> _Task brief_: From the entries that follow, copy each line in which "blue" appears.

Records from a collection
──────────
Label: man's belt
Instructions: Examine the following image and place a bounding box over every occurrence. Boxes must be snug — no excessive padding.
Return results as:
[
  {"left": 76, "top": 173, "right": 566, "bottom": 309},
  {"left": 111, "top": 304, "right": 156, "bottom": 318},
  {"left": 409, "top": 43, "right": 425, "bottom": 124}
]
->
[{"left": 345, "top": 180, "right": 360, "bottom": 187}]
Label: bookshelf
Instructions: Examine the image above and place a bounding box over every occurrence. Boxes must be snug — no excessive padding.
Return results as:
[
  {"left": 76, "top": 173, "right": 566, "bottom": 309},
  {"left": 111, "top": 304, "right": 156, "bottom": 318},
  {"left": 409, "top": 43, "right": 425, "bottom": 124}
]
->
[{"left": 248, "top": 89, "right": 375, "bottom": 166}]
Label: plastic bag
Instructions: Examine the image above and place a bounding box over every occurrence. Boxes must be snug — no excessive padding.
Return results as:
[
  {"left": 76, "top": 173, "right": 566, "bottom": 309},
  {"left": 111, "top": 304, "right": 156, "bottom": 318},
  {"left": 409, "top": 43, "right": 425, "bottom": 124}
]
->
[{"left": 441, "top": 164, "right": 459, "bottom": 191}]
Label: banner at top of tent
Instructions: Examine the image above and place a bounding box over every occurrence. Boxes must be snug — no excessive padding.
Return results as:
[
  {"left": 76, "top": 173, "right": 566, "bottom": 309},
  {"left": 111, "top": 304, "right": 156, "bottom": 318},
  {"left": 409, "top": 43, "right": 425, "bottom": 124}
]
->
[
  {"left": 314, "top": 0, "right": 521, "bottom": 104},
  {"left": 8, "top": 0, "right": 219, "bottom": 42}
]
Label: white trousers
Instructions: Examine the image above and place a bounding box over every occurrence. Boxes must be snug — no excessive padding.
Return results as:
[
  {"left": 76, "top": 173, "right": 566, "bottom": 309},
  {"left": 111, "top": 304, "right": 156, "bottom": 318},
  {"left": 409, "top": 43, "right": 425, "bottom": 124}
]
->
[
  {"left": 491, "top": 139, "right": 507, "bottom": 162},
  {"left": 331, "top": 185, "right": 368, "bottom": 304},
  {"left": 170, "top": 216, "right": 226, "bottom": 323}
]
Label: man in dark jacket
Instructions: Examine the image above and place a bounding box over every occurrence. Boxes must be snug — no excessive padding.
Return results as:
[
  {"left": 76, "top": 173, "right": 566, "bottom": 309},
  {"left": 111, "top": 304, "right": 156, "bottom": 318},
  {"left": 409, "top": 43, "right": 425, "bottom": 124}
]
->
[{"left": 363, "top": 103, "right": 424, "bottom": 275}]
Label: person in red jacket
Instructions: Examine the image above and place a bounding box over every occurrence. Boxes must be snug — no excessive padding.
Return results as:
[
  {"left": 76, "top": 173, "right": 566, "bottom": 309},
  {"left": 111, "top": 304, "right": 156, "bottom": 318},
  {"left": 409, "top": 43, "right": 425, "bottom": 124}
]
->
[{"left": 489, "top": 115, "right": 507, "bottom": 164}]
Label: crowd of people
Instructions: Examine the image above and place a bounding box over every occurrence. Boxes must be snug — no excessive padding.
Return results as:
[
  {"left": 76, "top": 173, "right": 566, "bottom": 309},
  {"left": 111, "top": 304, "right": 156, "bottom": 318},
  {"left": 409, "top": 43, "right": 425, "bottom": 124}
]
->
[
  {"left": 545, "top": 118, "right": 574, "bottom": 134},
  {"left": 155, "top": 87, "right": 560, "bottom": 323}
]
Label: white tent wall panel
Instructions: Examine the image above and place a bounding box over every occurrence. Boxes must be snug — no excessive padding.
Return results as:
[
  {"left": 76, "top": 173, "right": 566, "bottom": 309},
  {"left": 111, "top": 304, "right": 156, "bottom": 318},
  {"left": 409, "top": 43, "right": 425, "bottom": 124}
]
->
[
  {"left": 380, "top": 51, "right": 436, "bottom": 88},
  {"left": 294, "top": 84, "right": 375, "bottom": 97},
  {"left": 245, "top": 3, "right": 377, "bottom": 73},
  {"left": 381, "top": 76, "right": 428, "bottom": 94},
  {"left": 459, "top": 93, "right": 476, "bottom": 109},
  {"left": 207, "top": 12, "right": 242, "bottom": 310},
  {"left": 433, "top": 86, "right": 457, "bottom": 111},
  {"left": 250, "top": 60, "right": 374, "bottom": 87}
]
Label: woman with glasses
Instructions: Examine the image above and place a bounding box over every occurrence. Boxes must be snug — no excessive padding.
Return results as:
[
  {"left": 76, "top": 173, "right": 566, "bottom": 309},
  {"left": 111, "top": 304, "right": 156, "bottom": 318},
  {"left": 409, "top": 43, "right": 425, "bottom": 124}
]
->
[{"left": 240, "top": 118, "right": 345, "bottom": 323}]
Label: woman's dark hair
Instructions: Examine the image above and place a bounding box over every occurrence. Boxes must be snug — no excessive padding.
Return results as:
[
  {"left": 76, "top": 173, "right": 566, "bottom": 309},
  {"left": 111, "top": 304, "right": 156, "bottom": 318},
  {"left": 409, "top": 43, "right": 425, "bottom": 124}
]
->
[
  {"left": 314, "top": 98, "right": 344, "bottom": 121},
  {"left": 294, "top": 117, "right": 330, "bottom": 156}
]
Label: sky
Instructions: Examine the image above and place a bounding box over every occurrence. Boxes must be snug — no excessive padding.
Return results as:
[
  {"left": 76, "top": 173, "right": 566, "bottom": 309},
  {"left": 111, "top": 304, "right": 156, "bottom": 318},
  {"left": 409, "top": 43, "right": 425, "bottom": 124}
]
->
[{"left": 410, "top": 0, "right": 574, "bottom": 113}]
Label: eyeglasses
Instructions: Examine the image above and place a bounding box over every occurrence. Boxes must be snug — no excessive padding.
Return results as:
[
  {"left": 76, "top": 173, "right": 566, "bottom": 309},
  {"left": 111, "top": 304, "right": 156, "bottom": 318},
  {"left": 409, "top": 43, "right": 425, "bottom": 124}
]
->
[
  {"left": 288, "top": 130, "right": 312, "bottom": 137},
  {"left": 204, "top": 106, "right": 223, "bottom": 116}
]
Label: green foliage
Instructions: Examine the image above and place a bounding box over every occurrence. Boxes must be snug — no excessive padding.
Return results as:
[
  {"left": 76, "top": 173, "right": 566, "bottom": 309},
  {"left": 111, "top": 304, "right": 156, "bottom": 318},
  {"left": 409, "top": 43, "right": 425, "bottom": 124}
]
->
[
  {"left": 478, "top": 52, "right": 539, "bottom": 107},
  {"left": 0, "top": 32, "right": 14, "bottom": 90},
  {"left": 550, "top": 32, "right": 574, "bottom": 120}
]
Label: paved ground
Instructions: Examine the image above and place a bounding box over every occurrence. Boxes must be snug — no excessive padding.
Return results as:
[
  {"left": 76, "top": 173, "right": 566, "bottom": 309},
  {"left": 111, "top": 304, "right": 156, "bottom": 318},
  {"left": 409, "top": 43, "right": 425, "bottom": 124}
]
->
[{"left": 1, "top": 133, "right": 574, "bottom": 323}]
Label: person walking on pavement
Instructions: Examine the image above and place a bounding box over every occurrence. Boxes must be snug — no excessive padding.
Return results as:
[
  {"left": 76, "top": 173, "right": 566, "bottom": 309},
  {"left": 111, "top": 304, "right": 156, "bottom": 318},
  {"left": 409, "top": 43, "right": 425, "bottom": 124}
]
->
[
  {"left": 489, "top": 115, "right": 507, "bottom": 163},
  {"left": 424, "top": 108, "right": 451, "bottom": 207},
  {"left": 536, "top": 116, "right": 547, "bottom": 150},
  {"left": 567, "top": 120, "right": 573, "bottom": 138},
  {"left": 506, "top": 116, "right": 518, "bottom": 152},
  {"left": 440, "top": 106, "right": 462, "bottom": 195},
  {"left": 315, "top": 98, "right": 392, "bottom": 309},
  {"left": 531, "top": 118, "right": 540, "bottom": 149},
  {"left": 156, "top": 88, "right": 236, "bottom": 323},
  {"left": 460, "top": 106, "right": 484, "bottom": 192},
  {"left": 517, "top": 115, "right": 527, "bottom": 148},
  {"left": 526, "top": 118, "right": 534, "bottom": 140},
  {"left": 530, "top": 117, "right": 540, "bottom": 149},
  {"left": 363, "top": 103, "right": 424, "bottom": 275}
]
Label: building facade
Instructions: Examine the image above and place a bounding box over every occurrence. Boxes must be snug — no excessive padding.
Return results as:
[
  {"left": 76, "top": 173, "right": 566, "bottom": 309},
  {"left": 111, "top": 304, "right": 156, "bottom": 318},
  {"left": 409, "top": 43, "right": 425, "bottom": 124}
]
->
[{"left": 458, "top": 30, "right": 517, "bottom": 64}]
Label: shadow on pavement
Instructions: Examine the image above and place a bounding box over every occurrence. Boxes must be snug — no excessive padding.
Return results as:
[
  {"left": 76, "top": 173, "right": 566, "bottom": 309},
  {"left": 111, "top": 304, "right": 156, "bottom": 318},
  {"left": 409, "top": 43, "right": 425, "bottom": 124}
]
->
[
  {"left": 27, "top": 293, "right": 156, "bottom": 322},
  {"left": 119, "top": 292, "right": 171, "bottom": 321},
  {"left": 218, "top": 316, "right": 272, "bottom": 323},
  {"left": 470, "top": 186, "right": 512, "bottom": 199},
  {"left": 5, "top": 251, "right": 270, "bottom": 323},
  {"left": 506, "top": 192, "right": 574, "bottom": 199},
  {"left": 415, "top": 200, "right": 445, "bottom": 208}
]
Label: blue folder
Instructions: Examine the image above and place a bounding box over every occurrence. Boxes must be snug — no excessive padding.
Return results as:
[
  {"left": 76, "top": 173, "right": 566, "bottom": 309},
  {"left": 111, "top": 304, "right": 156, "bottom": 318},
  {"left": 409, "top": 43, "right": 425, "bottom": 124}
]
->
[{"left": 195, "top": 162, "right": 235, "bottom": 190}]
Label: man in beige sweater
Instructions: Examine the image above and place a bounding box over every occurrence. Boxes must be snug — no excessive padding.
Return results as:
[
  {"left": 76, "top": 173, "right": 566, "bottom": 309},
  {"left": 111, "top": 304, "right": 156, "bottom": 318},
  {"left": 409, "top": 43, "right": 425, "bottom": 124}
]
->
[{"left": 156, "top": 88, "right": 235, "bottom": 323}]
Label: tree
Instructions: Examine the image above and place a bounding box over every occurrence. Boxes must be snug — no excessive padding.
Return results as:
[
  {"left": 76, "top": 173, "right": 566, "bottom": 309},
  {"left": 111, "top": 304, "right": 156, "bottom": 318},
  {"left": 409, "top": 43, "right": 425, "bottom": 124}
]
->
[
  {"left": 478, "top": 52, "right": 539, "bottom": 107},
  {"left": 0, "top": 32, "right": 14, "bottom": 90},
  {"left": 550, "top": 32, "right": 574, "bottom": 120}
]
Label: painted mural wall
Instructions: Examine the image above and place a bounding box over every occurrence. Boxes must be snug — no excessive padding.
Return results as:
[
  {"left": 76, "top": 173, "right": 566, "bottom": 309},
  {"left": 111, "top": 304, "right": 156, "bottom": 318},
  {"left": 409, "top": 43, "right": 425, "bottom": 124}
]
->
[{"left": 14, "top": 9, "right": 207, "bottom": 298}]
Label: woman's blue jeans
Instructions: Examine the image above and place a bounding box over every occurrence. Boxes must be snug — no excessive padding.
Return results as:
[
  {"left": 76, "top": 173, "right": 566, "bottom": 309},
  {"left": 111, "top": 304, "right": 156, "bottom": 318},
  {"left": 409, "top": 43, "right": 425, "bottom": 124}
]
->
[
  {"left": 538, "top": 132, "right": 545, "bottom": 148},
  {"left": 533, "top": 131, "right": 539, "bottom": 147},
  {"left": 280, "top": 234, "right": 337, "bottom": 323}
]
──────────
> _Written answer_:
Label: blue folder
Label: woman's blue jeans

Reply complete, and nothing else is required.